# WHAT IS EXPECTED
Copy every record below exactly.

#####

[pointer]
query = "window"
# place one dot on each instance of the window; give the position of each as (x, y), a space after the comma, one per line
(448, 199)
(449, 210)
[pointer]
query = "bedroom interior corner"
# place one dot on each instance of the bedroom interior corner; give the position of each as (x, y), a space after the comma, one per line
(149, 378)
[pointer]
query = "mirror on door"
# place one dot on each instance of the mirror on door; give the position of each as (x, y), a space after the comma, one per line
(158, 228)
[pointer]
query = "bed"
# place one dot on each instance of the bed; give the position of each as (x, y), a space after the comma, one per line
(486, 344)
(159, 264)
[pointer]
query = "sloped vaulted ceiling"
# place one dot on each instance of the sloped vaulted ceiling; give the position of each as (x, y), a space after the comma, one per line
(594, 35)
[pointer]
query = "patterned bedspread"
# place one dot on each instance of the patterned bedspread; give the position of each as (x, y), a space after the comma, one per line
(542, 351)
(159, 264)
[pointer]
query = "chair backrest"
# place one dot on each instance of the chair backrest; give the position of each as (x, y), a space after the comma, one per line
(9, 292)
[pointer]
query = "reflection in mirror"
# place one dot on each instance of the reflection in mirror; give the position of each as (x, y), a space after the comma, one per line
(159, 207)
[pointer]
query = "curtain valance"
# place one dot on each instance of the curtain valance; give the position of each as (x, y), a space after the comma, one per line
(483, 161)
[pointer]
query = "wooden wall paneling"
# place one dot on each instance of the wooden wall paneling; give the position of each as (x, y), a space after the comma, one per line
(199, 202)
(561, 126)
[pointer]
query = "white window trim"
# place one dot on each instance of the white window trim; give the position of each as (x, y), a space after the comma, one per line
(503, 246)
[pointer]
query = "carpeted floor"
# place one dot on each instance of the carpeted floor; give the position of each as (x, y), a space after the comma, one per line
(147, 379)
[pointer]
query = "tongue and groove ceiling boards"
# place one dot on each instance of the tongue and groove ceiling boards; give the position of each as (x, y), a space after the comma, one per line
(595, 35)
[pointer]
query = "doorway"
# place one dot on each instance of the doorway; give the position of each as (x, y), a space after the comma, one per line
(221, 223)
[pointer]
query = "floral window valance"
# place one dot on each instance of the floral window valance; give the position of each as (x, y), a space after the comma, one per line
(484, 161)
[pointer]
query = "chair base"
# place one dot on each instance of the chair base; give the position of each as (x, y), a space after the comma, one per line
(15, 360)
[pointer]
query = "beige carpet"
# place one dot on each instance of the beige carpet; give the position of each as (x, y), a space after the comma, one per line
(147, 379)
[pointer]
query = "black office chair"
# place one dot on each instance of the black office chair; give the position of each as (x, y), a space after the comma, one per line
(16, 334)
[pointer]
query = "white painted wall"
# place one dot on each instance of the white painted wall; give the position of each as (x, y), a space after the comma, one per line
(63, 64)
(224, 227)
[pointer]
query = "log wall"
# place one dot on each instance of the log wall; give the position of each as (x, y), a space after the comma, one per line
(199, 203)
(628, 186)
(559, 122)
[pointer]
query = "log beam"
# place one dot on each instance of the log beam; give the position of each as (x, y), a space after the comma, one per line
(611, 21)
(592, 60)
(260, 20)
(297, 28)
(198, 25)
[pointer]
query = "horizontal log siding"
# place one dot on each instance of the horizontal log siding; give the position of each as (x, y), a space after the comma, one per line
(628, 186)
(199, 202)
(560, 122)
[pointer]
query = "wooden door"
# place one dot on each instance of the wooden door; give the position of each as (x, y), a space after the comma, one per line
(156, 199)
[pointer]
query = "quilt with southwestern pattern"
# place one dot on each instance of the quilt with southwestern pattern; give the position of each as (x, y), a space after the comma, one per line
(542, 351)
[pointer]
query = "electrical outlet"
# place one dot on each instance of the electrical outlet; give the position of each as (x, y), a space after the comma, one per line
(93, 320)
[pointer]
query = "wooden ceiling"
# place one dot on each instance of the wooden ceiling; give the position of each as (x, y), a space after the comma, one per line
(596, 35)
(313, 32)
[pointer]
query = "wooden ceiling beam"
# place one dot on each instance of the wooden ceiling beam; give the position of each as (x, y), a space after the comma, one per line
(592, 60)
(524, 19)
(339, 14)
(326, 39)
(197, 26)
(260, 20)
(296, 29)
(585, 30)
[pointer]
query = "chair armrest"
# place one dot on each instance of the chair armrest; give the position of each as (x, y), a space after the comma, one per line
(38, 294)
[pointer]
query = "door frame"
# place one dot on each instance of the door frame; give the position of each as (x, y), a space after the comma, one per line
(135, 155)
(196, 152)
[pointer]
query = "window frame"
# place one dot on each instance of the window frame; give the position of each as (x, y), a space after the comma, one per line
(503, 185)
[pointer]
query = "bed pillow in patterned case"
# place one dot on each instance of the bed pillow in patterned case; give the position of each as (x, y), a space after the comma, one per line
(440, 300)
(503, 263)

#####

# THE RESULT
[pointer]
query = "window"
# place one dot on each instance of the window; give the position of each as (x, y), a space after the comma, one per line
(448, 199)
(449, 210)
[pointer]
query = "bedroom interior corner"
# place one dot on each instance of the bedroom interior corner; give the position of each as (x, y), a space after the comma, one per line
(149, 378)
[pointer]
query = "mirror on door"
# place one dot on each instance of the mirror on door; give the position of each as (x, y), a space after the comma, one per line
(158, 228)
[pointer]
query = "bed"
# place one dot on each instance of the bed; give the position of each as (x, y), a space after the comma, one per line
(486, 344)
(159, 264)
[pointer]
query = "sloped vaulted ceiling"
# place one dot on each instance of the sloped vaulted ceiling; give the position of each as (x, y), a space after the comma, one per line
(594, 35)
[pointer]
query = "patterned bedspread"
# place one dot on each instance of the patterned bedspread; give the position of each as (x, y), a space after the comma, one per line
(542, 351)
(159, 264)
[pointer]
query = "chair backrest"
# place one dot on each instance of the chair backrest; give the position of each as (x, y), a space after the comma, one per line
(9, 292)
[pointer]
query = "reflection in mirror"
# place one dot on each instance of the reflection in mirror; give the position of each as (x, y), a space after the comma, one per line
(159, 207)
[pointer]
query = "curtain valance"
# place one dot on each instance of the curtain valance; give the position of each as (x, y), a space after the comma, one per line
(483, 161)
[pointer]
query = "wooden wall paneling"
# place one dot on each instance of the wooden wall paneling; give the position of each as (x, y), a space after the comma, one per line
(199, 202)
(561, 126)
[pointer]
query = "white window trim"
# place one dot on each instance of the white window trim; give the position of each as (x, y), a space after the comma, one per line
(503, 246)
[pointer]
query = "carpeted floor"
# place one dot on each instance of the carpeted floor; give the position of each as (x, y), a space after the comma, one per line
(147, 379)
[pointer]
query = "tongue and groove ceiling boards"
# place one dot on each instance of the tongue and groove ceiling boards; give the position of each as (x, y), a space after the comma, one per line
(595, 35)
[pointer]
query = "doorway"
# place one dot on each instance of the doorway; give the position of each as (x, y), a space after the comma, one per line
(221, 223)
[pointer]
query = "floral window valance"
# place one dot on each instance of the floral window valance; give the position of each as (x, y), a space after the comma, one per line
(484, 161)
[pointer]
query = "chair base"
# place one dot on each instance of the chair base; give the position of each as (x, y), a space after the comma, one per line
(15, 360)
[pointer]
query = "beige carpet"
# place one dot on each instance of the beige carpet; give the position of each as (x, y), a space after the comma, one per line
(147, 379)
[pointer]
query = "black office chair"
# place one dot on each instance of the black office chair; give the position of each as (x, y), a space after the comma, one per line
(16, 334)
[pointer]
query = "white painted wall"
# place one dot on each instance of the white painted wall; give the position of each as (x, y), a space after the comma, one per line
(63, 64)
(224, 227)
[pointer]
query = "log wall"
# place one dot on each instance of the log wall; give the position of each as (x, y), a space after the comma, one per line
(199, 203)
(628, 186)
(559, 122)
[pointer]
query = "log beam"
# place one dot on each instance of the log beam; give the position of each as (x, y), a space after the comma, one per line
(611, 21)
(592, 60)
(260, 20)
(297, 28)
(198, 25)
[pointer]
query = "horizontal log siding"
# place one dot on each instance of the horizontal log siding; give the position of each as (x, y), a space after the comma, one per line
(628, 186)
(199, 202)
(560, 122)
[pointer]
query = "wooden door"
# place one dot on each instance of the wooden door; give the position of each as (x, y), a space after the comma, one per line
(156, 199)
[pointer]
query = "quilt with southwestern pattern"
# place one dot on each instance of the quilt with southwestern pattern; give the position of each as (x, y), a space after the comma, one per line
(542, 351)
[pointer]
query = "electrical outlet"
# place one dot on each instance of the electrical outlet; give the position of each as (x, y), a space after the comma, one per line
(93, 320)
[pointer]
query = "wooden ceiling"
# place one dot on each instance of the wooden ceiling; give the position of each as (x, y), a space after the comma, one per line
(596, 35)
(313, 32)
[pointer]
query = "wooden ceiling beam"
# place one dot on each instance of the wooden ceiling beam; give the position of each as (x, y), a space after the comma, one per line
(592, 60)
(524, 19)
(339, 14)
(326, 39)
(197, 26)
(260, 20)
(296, 29)
(585, 30)
[pointer]
query = "chair armrest"
# place one dot on each instance of the chair armrest; give the position of each as (x, y), a space after the comma, one per line
(38, 294)
[pointer]
query = "door frame"
# place one dot on each instance of the door frame; give the position of each as (x, y), a space after the comma, one per line
(135, 155)
(196, 152)
[pointer]
query = "window frame"
# place one dot on each instance of the window frame; give the position of each as (x, y), a space after the comma, one per line
(503, 185)
[pointer]
query = "bed pillow in patterned case"
# place one dot on each instance of the bed pillow in patterned case; give the position of each as (x, y), a space after the comma, one per line
(440, 300)
(503, 263)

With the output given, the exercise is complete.